- _Te lezen tekst_
================================

Je kunt dan wel alle snelle afdalingen zoals de Ninoofsesteenweg uit het parcours halen, als je ergens naar boven rijdt, zul je ook ergens naar beneden moeten. Een hele wedstrijd vlak rijden met telkens één helling aan het eind en boven een streep is ook geen optie. Bovendien is een brede weg zonder straatmeubilair meestal een veiliger optie.

Ook de renners treft geen schuld. Zij zijn ingehaald door de realiteit van het peloton én van hun sport. Een val in het wielrennen kan veel oorzaken hebben. Een klapband, een fout ingeschatte bocht, een zwieper, een gevaarlijk maneuver, slecht wegdek… Tal van kleine akkefietjes kunnen grote gevolgen hebben. De val van woensdag, die twee topfavorieten wekenlang uitschakelde en enkele anderen zwaar havende, had een andere oorzaak.

Niemand treft schuld, maar er is wel een foutje gemaakt en dat foutje had heel zware gevolgen. Eén team wilde al op tachtig kilometer van de aankomst knallen op de Kanarieberg en daarom mende de kopman zijn troepen naar voren. “Go, go, go”, riep Van Aert.

Wat toen gebeurde, is iets wat wielertoeristen herkennen na één keer in een peloton te hebben gereden. Een vooroprijdende renner richt zich op, diens fiets verliest daardoor heel even snelheid en de achteropkomende renner tikt het achterwiel aan. Dat uitgerekend de immer voorbeeldige Tiesj Benoot op de pedalen ging staan, en daardoor zijn eigen kopman ongewild in de vernieling reed, dat maakt het drama nog onwezenlijker.

Toeristen, als ze een beetje sociaal zijn, geven met een wapperend handje aan dat ze zich willen oprichten. Het is niet duidelijk of ze dat in het peloton doen, maar in een hectische fase met tachtig kilometer per uur en drie man binnen de vierkante meter is dat sowieso lastig.

================================

- _Jouw opdracht_
Schrijf alsjeblieft uit de tekst over de valpartij hierboven letterlijk het stuk over dat begint bij de woorden "Ook de renners". Stop na de woorden "riep Van Aert.".

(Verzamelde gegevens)
================================

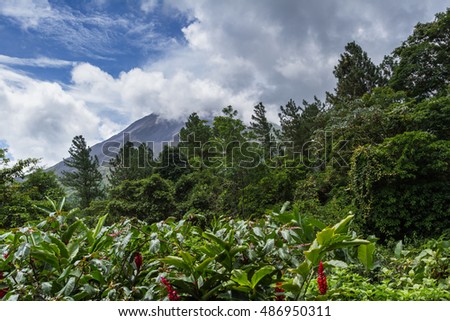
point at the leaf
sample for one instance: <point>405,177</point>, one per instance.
<point>398,249</point>
<point>260,274</point>
<point>203,265</point>
<point>258,232</point>
<point>22,252</point>
<point>61,204</point>
<point>365,255</point>
<point>70,230</point>
<point>342,225</point>
<point>313,255</point>
<point>268,247</point>
<point>303,269</point>
<point>155,245</point>
<point>187,258</point>
<point>46,257</point>
<point>337,263</point>
<point>99,226</point>
<point>69,286</point>
<point>240,277</point>
<point>213,237</point>
<point>61,246</point>
<point>325,236</point>
<point>176,261</point>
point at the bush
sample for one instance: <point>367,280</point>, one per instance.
<point>401,186</point>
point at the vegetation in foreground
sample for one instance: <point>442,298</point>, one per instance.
<point>204,222</point>
<point>281,256</point>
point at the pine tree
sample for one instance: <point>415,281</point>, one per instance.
<point>263,129</point>
<point>356,75</point>
<point>132,163</point>
<point>85,179</point>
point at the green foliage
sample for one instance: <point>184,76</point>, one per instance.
<point>421,64</point>
<point>401,186</point>
<point>22,188</point>
<point>62,258</point>
<point>132,163</point>
<point>85,179</point>
<point>412,274</point>
<point>355,73</point>
<point>150,199</point>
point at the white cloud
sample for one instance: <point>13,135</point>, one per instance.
<point>39,119</point>
<point>27,12</point>
<point>42,62</point>
<point>148,5</point>
<point>237,52</point>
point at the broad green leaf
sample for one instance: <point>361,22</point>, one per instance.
<point>99,226</point>
<point>258,232</point>
<point>303,269</point>
<point>342,225</point>
<point>70,230</point>
<point>187,258</point>
<point>236,249</point>
<point>46,257</point>
<point>260,274</point>
<point>398,249</point>
<point>61,246</point>
<point>69,286</point>
<point>240,277</point>
<point>176,261</point>
<point>313,256</point>
<point>325,236</point>
<point>365,255</point>
<point>22,252</point>
<point>61,204</point>
<point>213,237</point>
<point>268,247</point>
<point>155,245</point>
<point>203,265</point>
<point>337,263</point>
<point>349,243</point>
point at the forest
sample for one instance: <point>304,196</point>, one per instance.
<point>348,198</point>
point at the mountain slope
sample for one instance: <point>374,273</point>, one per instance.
<point>150,129</point>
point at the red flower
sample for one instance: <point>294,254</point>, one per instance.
<point>322,280</point>
<point>138,260</point>
<point>171,293</point>
<point>3,292</point>
<point>278,290</point>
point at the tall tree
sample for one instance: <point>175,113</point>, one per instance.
<point>85,179</point>
<point>193,137</point>
<point>132,163</point>
<point>263,130</point>
<point>421,65</point>
<point>298,123</point>
<point>356,75</point>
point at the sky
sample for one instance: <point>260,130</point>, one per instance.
<point>93,67</point>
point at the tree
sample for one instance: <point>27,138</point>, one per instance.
<point>194,136</point>
<point>356,75</point>
<point>263,130</point>
<point>132,163</point>
<point>85,179</point>
<point>421,65</point>
<point>41,184</point>
<point>15,207</point>
<point>299,123</point>
<point>150,199</point>
<point>401,185</point>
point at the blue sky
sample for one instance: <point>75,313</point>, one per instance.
<point>92,67</point>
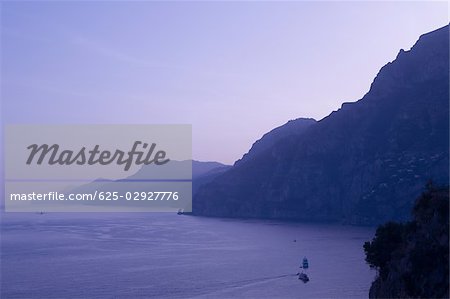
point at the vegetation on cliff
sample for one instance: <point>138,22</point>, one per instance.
<point>412,258</point>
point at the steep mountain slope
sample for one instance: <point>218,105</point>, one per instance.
<point>412,258</point>
<point>362,164</point>
<point>293,127</point>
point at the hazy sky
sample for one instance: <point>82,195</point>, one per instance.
<point>234,70</point>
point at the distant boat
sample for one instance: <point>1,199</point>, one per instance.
<point>303,277</point>
<point>305,264</point>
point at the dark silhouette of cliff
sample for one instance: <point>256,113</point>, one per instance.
<point>362,164</point>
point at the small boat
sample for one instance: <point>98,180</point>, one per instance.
<point>305,264</point>
<point>303,277</point>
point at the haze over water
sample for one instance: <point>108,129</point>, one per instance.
<point>169,256</point>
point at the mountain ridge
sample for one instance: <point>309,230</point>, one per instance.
<point>362,163</point>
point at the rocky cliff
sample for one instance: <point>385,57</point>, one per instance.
<point>412,258</point>
<point>363,164</point>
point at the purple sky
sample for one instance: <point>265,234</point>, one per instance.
<point>233,70</point>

================================

- _Uitgewerkte opdracht_
Ook de renners treft geen schuld. Zij zijn ingehaald door de realiteit van het peloton én van hun sport. Een val in het wielrennen kan veel oorzaken hebben. Een klapband, een fout ingeschatte bocht, een zwieper, een gevaarlijk maneuver, slecht wegdek… Tal van kleine akkefietjes kunnen grote gevolgen hebben. De val van woensdag, die twee topfavorieten wekenlang uitschakelde en enkele anderen zwaar havende, had een andere oorzaak.

Niemand treft schuld, maar er is wel een foutje gemaakt en dat foutje had heel zware gevolgen. Eén team wilde al op tachtig kilometer van de aankomst knallen op de Kanarieberg en daarom mende de kopman zijn troepen naar voren. “Go, go, go”, riep Van Aert.